= QUOTED PASSAGE =
She looked thoughtful. “I would feel weird reading about your previous relationships or you sharing those stories with our friends. I like the end result; I don’t need to know the recipe.”


I understand that. She is a very private person. She might no longer feel special. Although it was because of all my previous experiences that she might know how special she really is, how trust allowed our love to flourish and grow.


My partner’s desire for privacy is but one of the reasons I chose to write under a pen name. As I contacted old lovers from that time and shared with them drafts of what I’d written, I realized I needed to protect their privacy too. Like Cass who subsequently married a man and never told him she once had a lesbian lover. Or Gillian who resisted any possibility that she might be attracted to a woman. And Dani who tested my limits for free-wheeling non-monogamy. Their names are changed too.

= TO-DO LIST =
a) In the passage about writing under a pen name, name every former lover it mentions.
b) Turn the paragraph in the pen-name passage that opens "My partner’s desire for privacy" into a short bulleted list that keeps its main facts.
c) Write the next part of the pen-name passage, starting right after its last sentence.
Nothing in the listing is needed here.

= LISTED ENTRIES =
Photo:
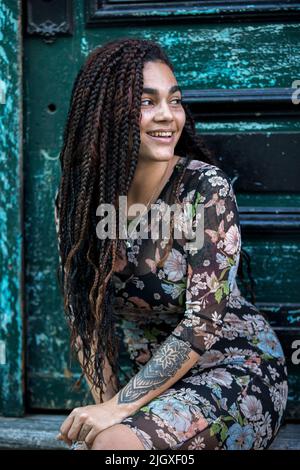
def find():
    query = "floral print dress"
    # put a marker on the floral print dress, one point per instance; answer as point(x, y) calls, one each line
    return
point(235, 396)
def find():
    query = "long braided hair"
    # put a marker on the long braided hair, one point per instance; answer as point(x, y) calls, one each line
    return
point(98, 162)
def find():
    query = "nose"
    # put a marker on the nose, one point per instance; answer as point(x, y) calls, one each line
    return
point(164, 112)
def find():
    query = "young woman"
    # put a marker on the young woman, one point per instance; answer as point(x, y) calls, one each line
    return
point(208, 372)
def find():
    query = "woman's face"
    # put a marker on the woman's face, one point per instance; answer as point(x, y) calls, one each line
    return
point(161, 110)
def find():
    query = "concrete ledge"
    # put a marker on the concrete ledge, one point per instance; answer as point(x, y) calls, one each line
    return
point(39, 432)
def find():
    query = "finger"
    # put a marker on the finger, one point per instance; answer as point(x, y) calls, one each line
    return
point(64, 429)
point(77, 427)
point(60, 437)
point(91, 436)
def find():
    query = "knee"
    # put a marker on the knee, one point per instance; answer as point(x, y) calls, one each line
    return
point(101, 442)
point(106, 439)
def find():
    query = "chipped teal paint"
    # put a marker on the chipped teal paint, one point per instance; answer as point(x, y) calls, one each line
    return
point(11, 241)
point(207, 55)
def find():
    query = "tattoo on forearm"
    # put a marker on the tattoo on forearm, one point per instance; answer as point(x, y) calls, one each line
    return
point(159, 369)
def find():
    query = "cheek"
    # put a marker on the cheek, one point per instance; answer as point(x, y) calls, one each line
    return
point(181, 119)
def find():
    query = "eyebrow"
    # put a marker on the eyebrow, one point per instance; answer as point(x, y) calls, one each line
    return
point(154, 91)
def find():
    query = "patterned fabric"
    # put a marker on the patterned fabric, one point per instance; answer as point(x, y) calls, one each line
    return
point(235, 396)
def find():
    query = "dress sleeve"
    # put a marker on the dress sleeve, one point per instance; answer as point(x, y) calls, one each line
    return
point(211, 268)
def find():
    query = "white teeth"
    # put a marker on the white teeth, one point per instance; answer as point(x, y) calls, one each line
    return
point(161, 134)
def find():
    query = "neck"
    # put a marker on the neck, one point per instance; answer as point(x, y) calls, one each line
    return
point(147, 177)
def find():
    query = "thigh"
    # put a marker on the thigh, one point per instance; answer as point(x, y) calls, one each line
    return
point(220, 408)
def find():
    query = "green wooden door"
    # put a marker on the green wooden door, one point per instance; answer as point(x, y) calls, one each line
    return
point(237, 67)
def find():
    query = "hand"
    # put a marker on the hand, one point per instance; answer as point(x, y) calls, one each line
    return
point(85, 423)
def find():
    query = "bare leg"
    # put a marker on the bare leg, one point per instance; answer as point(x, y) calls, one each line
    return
point(117, 437)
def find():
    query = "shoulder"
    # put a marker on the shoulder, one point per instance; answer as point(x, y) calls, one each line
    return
point(207, 178)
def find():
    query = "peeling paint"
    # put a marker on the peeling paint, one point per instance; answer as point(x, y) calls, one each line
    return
point(11, 373)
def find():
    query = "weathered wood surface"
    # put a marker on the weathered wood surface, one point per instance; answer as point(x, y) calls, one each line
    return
point(39, 431)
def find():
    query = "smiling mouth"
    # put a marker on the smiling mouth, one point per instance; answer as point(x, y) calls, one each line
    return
point(164, 140)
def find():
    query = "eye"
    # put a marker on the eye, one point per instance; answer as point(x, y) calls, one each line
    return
point(145, 100)
point(174, 99)
point(177, 99)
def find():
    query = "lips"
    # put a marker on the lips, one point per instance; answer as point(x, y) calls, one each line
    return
point(163, 140)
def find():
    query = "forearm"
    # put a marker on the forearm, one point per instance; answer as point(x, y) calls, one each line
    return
point(171, 362)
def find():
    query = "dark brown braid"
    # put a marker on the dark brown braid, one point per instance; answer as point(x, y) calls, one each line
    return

= THE ANSWERS =
a) Cass, Gillian, Dani

b)
- My partner’s wish for privacy is one reason I write under a pen name.
- Sharing drafts with old lovers showed me I had to protect their privacy as well.
- Cass later married a man and never told him she once had a lesbian lover.
- Gillian resisted any possibility that she might be attracted to a woman.
- Dani tested my limits for free-wheeling non-monogamy.
- Their names are changed too.

c)
I have written about an era of personal growth that does not show me in the best light. I was a flawed and complicated young woman. The pen name allowed me to be very honest about what I felt and experienced coming of age in the seventies when life was very difficult for ambitious lesbians. I felt freer to write about my former self, including one chapter I found cringe-worthy. Decades later, I still carried a shame that wasn’t mine. Writing frankly about my journey helped me to let it go.


Who I was then will be fixed in a reader’s mind though now, decades later, I am a very different person. My pen name is not a cop-out. It is all there in my memoir. It simply allows me to tell my truth without hurting those I love.